■ **WHAT YOU HAVE TO DO**: Rewrite the data below, changing every "upper lip" to "lower lip" and keeping everything else the same.

#####

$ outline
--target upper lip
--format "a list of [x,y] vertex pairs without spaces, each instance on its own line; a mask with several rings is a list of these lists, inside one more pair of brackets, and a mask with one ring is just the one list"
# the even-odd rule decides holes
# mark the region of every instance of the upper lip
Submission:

#####

■ **REPLY TO THE TASK**:
$ outline
--target lower lip
--format "a list of [x,y] vertex pairs without spaces, each instance on its own line; a mask with several rings is a list of these lists, inside one more pair of brackets, and a mask with one ring is just the one list"
# the even-odd rule decides holes
# mark the region of every instance of the lower lip
Submission:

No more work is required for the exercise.